▶ _Aim_: Images are not part of the copy; write out the rest of the data exactly as given.

(Records from a point labeling set)

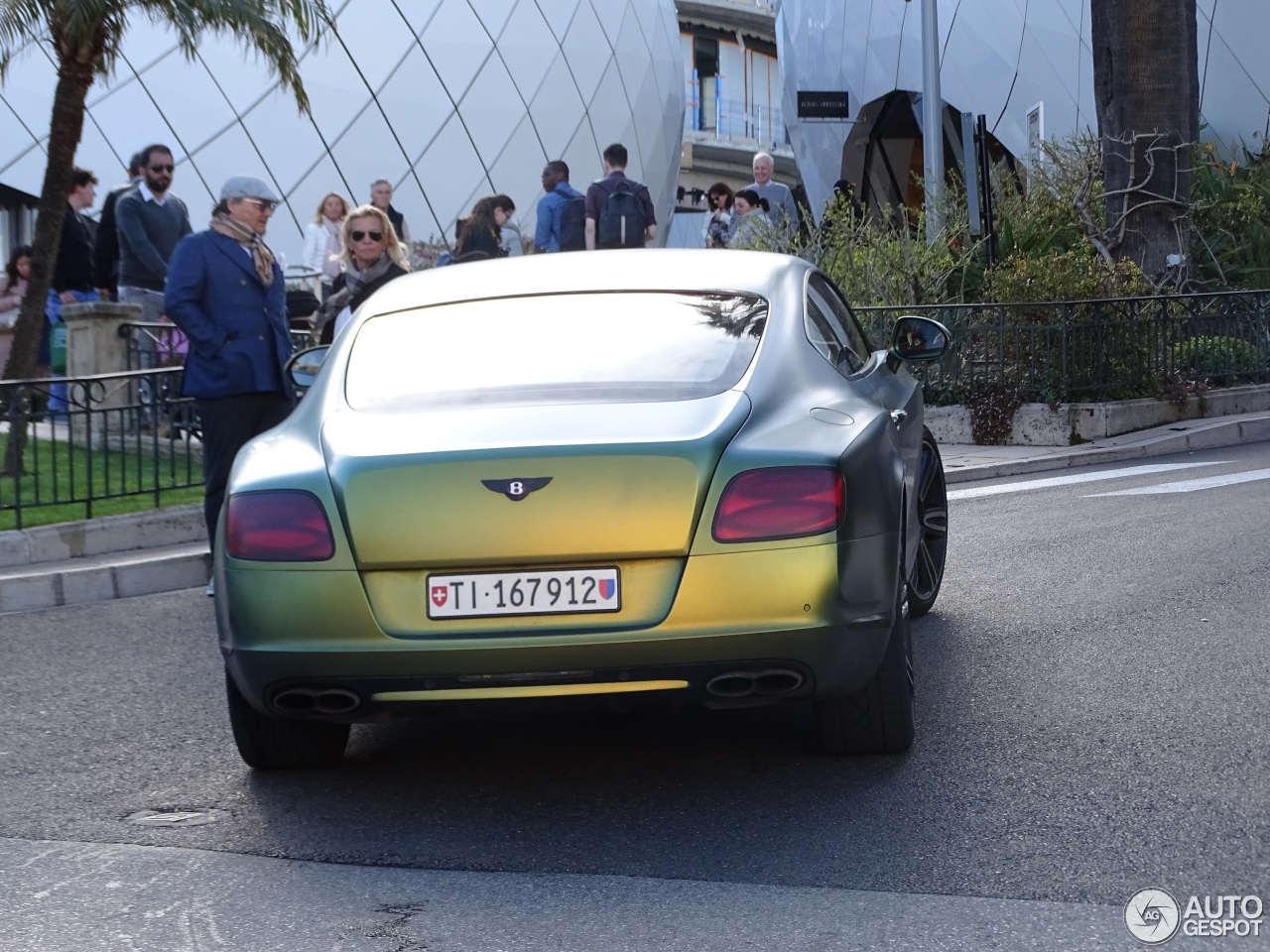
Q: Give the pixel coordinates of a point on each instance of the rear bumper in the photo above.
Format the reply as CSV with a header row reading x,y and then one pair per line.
x,y
821,611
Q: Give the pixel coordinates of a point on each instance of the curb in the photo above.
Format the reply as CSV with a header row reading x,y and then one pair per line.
x,y
105,578
1182,438
112,534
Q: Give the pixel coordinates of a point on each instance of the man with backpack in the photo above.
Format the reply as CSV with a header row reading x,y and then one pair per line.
x,y
562,212
619,209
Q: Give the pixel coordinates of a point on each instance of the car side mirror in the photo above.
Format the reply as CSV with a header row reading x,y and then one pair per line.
x,y
303,368
919,339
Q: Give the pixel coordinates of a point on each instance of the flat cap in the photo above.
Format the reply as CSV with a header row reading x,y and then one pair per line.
x,y
246,186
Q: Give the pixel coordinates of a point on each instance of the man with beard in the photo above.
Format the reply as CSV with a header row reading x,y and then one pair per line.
x,y
149,221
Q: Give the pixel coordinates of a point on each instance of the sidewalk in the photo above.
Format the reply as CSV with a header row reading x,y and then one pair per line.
x,y
166,549
964,463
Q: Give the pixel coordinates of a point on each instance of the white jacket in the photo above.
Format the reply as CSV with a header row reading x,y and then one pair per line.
x,y
314,257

▶ _Answer to the task_:
Q: Give the pixel coordinates of a point on each instance of the rear bumper in the photo above.
Format the reply as CSV with a header row reading x,y and then one pair per line.
x,y
821,611
Q: Give the pixel coordinates of a point on each instance of the curb in the photo above.
Format the reply as CSV with a header row reading x,y and then one pair per line.
x,y
105,578
1182,438
112,534
Q: Give the pixel coordinates of a point on each instance of the man with backpack in the photo above.
Format the reply as CSV with a header row reading x,y and then one pair per line.
x,y
562,212
619,209
Q: Give the pixel coordinates of a point on each instance of the car side mirror in the photo above.
Format the reply as CSV with a header row reading x,y and then one pair per line.
x,y
303,368
919,339
Q: Give the pixel coordinates of a point on each instance of the flat cap in the photo above.
Format the reply as CSV with a header row reading x,y and then one pair per line.
x,y
246,186
Q: Give the pixel coordinates of a point on each instance of the man with beard in the photo above.
Format the reply as CSV with a header row reading x,y and then one pair per line.
x,y
149,221
Q: Give the pixel coordinates of a point on each instance of the sidewalk in the photo above.
Format the reply as CSV with a header row reading x,y and then one pair per line.
x,y
166,549
964,463
Q: Give the pixel coordinates of a point on each instance of the white jacket in the photo above.
Format the reply as CSV with a header row reading x,y and then one pair per line.
x,y
314,257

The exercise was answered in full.